_Record set_
⟨

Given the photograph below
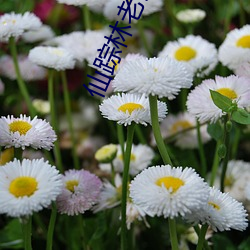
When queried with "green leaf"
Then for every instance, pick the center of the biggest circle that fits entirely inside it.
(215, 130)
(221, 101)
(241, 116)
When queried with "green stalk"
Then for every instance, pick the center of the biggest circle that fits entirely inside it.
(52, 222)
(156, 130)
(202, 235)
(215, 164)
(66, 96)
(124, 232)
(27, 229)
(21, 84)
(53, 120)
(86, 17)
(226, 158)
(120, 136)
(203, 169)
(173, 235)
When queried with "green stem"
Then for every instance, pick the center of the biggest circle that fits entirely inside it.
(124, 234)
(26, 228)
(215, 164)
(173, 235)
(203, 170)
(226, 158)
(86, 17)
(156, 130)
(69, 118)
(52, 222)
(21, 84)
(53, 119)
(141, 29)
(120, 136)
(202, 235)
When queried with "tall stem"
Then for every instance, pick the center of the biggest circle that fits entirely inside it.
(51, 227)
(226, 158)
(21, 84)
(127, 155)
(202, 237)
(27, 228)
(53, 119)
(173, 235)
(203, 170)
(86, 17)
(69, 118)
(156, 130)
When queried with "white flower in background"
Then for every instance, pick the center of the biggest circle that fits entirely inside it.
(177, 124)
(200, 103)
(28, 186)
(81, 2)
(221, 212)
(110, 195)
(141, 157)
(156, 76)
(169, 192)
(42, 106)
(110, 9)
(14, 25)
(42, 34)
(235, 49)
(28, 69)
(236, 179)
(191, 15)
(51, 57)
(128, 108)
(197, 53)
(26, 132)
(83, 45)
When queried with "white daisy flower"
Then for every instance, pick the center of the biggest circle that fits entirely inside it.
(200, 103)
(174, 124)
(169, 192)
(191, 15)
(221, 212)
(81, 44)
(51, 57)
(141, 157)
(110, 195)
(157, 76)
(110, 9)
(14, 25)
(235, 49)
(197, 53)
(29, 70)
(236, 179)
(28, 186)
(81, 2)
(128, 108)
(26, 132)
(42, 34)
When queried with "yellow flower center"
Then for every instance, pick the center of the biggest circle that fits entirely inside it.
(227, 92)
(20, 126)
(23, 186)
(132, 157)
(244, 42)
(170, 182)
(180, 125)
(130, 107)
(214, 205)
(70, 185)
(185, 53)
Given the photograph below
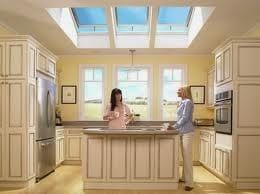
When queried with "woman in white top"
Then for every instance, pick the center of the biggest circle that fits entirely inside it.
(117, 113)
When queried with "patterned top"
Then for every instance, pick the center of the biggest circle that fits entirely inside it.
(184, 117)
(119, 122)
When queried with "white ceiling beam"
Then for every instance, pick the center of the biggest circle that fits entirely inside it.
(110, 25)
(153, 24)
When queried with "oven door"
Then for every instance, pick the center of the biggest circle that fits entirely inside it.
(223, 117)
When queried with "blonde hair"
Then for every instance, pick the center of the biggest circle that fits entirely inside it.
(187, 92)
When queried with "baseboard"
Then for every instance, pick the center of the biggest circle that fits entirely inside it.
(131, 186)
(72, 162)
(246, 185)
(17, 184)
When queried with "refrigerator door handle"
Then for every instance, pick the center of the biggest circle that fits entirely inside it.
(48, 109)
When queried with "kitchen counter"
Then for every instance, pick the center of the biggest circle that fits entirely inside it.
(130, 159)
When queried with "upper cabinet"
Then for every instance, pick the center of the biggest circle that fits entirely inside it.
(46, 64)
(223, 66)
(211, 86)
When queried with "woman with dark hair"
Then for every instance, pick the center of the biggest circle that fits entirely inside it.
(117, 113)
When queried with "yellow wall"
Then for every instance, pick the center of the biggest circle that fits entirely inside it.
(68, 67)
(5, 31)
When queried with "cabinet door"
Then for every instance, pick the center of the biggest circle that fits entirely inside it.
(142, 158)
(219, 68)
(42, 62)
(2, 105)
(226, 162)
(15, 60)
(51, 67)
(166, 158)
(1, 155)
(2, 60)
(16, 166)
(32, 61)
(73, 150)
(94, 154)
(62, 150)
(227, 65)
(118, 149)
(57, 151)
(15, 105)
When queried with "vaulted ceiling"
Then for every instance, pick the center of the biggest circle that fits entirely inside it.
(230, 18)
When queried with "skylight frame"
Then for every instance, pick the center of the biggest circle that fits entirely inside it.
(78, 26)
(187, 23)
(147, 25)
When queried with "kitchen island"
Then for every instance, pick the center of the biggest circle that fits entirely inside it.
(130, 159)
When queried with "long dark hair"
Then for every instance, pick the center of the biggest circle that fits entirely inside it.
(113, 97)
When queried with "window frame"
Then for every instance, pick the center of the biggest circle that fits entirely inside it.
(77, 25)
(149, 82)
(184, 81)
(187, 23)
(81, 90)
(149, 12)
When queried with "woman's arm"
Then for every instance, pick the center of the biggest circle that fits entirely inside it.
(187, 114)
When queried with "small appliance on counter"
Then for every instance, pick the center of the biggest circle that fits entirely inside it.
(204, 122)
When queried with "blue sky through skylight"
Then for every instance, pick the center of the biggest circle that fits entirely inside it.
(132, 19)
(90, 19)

⟩
⟨

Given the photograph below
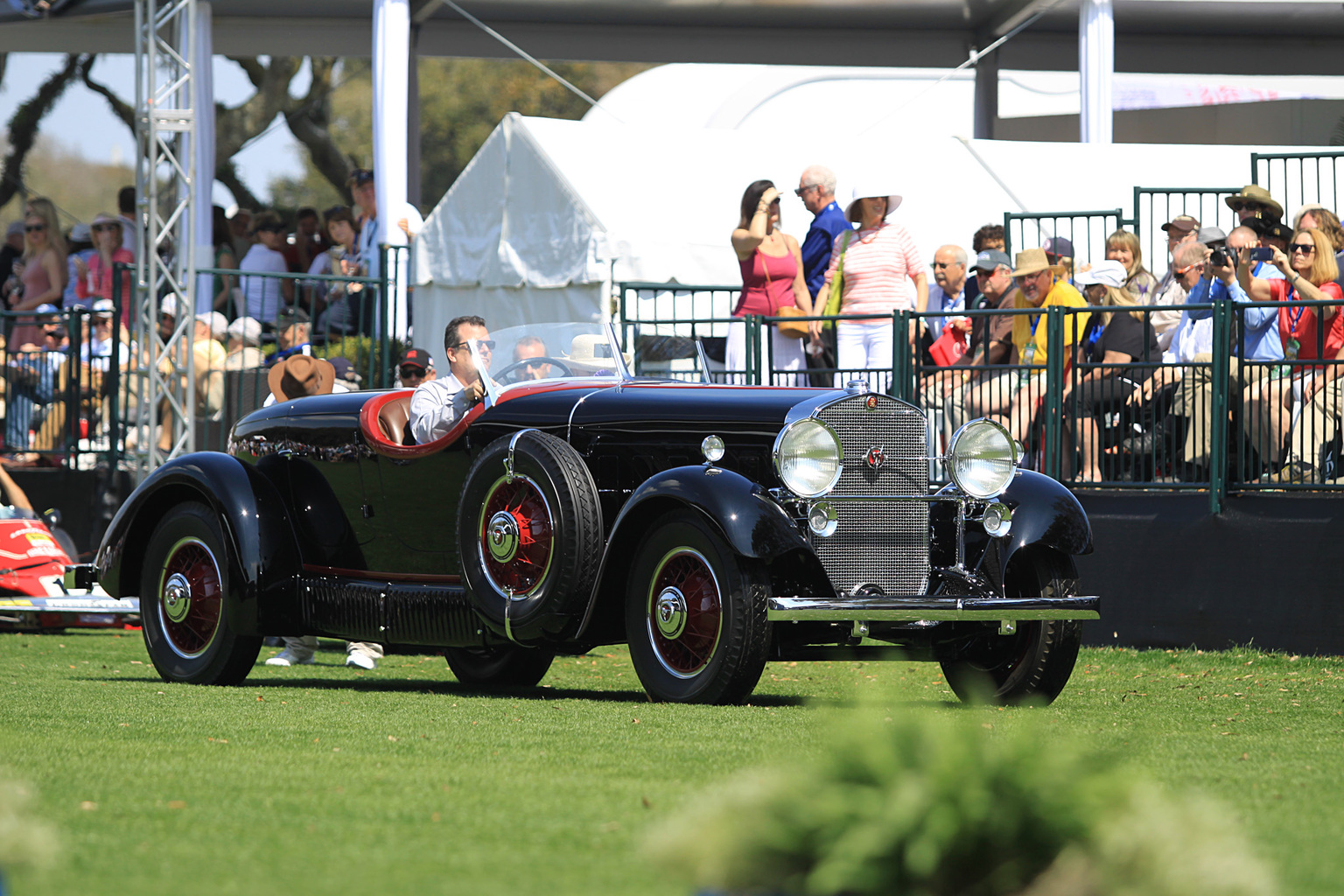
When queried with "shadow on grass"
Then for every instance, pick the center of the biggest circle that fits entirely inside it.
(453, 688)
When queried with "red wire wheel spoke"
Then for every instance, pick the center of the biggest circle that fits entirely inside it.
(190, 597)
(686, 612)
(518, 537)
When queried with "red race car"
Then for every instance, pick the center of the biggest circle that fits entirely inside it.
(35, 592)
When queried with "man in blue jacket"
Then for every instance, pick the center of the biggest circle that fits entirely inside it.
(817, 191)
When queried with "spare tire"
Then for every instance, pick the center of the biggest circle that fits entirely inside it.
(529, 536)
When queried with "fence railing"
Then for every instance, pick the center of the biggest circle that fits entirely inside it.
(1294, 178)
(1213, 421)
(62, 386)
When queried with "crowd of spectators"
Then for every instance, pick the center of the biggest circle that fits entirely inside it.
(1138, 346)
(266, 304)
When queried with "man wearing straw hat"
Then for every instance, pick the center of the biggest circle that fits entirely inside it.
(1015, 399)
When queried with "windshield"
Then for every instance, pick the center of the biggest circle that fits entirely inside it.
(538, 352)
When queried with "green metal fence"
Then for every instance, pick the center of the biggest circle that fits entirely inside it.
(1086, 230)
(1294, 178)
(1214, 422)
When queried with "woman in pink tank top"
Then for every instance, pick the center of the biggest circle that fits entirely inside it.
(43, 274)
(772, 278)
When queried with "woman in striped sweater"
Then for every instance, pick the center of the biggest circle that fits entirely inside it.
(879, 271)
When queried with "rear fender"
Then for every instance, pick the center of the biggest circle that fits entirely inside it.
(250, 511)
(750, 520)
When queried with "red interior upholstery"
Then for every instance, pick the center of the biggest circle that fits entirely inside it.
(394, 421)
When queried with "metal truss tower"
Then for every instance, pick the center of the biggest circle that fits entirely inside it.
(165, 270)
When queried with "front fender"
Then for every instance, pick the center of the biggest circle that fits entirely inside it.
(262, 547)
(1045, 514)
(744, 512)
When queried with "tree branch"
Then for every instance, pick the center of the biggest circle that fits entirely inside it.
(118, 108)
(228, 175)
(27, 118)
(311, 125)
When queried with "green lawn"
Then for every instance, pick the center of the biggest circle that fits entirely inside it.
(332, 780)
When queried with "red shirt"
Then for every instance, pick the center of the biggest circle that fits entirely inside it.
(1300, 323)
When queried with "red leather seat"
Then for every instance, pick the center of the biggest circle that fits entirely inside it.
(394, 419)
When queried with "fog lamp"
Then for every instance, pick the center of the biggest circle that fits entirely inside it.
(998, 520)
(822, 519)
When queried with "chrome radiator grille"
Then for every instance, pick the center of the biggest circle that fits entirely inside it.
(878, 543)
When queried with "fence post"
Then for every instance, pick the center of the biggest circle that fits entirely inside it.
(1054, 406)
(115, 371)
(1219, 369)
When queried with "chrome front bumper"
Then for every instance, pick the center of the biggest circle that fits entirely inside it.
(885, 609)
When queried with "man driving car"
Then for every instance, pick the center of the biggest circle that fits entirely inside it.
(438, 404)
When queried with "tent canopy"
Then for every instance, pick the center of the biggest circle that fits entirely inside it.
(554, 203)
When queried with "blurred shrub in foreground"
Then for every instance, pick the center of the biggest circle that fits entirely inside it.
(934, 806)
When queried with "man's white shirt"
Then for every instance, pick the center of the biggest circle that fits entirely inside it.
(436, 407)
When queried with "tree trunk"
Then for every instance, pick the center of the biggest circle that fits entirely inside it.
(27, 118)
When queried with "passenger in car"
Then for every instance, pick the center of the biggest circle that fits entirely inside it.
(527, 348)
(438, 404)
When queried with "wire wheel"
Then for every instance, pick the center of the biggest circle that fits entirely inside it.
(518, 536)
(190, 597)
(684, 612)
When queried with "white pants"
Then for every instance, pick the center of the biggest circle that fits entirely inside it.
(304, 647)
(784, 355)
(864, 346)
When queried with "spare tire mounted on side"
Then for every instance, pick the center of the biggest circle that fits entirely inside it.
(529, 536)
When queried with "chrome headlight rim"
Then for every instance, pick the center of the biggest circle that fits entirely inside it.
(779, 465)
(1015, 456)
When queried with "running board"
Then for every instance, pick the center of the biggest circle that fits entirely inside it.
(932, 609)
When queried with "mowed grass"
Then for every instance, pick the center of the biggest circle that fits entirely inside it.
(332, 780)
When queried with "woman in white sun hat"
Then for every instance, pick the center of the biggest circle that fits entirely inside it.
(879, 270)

⟩

_Objective_
State how many lines in the items above contain the string "flower". Give only the number.

_Final result_
3